- _What needs to be done_: Update the entries below by changing "blurred background" to "out-of-focus background" and leaving everything else as it is. Omit the pictures from your answer.
Start of Records to use
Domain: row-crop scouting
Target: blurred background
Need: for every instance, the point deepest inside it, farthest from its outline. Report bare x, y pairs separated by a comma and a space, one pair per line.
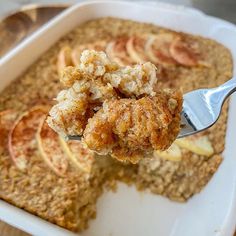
222, 8
19, 18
End of Records to use
- _Solution to this exercise_:
Domain: row-crop scouting
Target: out-of-focus background
Need: for every instance, the point deepest inside it, farthest from its outline. Report bare x, y pairs separated by a comma and a space, one pair per line.
222, 8
19, 18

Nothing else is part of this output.